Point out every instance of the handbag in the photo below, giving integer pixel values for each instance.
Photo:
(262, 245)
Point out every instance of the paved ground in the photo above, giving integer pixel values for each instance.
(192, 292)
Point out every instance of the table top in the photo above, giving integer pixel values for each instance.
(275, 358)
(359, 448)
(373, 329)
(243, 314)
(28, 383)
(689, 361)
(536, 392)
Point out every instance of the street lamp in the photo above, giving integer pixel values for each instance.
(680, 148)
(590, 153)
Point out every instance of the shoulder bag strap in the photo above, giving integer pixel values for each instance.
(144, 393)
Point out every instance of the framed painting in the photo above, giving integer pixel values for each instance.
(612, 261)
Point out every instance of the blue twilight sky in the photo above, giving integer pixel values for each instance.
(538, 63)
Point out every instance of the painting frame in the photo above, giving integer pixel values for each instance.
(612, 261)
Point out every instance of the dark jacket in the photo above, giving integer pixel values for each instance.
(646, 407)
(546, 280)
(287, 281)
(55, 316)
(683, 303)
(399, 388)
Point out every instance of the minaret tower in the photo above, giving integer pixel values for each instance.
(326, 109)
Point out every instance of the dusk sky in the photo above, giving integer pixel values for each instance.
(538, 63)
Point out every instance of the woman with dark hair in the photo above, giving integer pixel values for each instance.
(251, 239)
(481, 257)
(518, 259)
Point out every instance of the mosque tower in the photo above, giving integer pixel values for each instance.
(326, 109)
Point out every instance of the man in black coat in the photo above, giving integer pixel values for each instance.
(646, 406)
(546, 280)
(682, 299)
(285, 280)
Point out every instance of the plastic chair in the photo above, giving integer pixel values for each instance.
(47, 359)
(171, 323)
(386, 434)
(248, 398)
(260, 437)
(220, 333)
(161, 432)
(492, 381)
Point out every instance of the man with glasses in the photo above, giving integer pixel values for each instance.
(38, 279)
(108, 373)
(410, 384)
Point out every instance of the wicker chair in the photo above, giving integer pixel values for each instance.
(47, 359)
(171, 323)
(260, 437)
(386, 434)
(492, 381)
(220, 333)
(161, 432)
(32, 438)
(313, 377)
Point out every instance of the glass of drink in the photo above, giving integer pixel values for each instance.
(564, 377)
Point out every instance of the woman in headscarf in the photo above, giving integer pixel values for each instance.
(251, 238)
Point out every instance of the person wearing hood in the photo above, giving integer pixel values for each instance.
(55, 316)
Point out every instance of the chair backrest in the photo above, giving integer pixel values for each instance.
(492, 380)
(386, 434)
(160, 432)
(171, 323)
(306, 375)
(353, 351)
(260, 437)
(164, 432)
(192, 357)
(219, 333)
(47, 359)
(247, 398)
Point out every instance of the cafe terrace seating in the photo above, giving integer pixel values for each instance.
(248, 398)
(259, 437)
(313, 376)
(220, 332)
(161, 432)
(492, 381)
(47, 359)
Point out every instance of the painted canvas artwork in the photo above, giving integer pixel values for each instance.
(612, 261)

::::

→ What you are asked to do:
Write out the whole listing again, exactly as it stands.

→ Right answer:
Point out every instance of the handbag in the photo below, giving integer pixel values for each instance.
Photo:
(262, 245)
Point out every instance of the paved ground in the photo above, giving integer pixel values for each instance.
(192, 292)
Point out every instance of the table top in the photo above, giving integer pixel values for each instance.
(275, 358)
(359, 448)
(373, 329)
(243, 314)
(28, 383)
(689, 361)
(536, 392)
Point out every instance of the street lamp in the photo above, giving integer pixel values for each instance.
(680, 148)
(590, 153)
Point out every instance of the shoulder bag strap in the photo above, giving integer pixel values for each instance.
(144, 393)
Point out every instance of the framed painting in the photo above, giving integer pixel values for each instance.
(612, 261)
Point out every instance of the blue twilight sky in the photo above, giving integer pixel values for each instance.
(538, 63)
Point out every instance of the painting frame in the photo above, giving integer pixel values for each instance.
(612, 261)
Point out every instance of the dark jacket in the photo above, giving integer pixel values for each instance.
(646, 407)
(546, 280)
(287, 281)
(55, 316)
(683, 303)
(399, 388)
Point out every instance of the minaret tower in the photo above, giving integer pixel values for each instance.
(326, 109)
Point out every instance of the dusk sky in the photo above, giving integer pixel values for each instance.
(538, 63)
Point out every instance of the woman with dark hair in the photo above, giving integer pixel values for each instance.
(251, 239)
(481, 257)
(518, 259)
Point out every instance of the mosque tower in the photo above, giving integer pixel values for each instance.
(326, 109)
Point out every instance of the man in black coat in the photo above, giving integer pixel values for each instance.
(646, 406)
(546, 280)
(682, 299)
(285, 280)
Point out every instance of the plastic chair in the photo above, giving integer pixel values for each instance.
(47, 359)
(171, 323)
(386, 434)
(248, 398)
(260, 437)
(220, 333)
(161, 432)
(492, 381)
Point out every instance of the man with glasses in the photo above, giving integer pixel values for each instance.
(38, 279)
(108, 373)
(410, 384)
Point out every instance of the wicker chair in the photo above, giving integer pixel values for each instance.
(47, 359)
(171, 323)
(260, 437)
(386, 434)
(492, 381)
(220, 333)
(161, 432)
(32, 438)
(313, 377)
Point out every instance of the glass of drink in the photo above, giving integer pixel values for each instance.
(564, 377)
Point out every instance of the woman in headscarf in the photo above, giving integer pixel values for each instance.
(251, 238)
Point out every instance of the person wearing hood in the photo above, giving integer pixel values for each instance.
(55, 316)
Point out every instance of the chair backrest in the photo above, giving integer pixel values for each instance.
(492, 380)
(386, 434)
(160, 432)
(171, 323)
(306, 375)
(353, 351)
(260, 437)
(164, 432)
(192, 357)
(219, 333)
(47, 359)
(247, 398)
Point out every instance of the cafe terrace seating in the photo above, giving integer pixel values for each instance.
(248, 398)
(259, 437)
(313, 376)
(220, 332)
(161, 432)
(492, 381)
(47, 359)
Point out every instance of the painted canvas artwork in the photo above, giving integer pixel values for each instance.
(612, 261)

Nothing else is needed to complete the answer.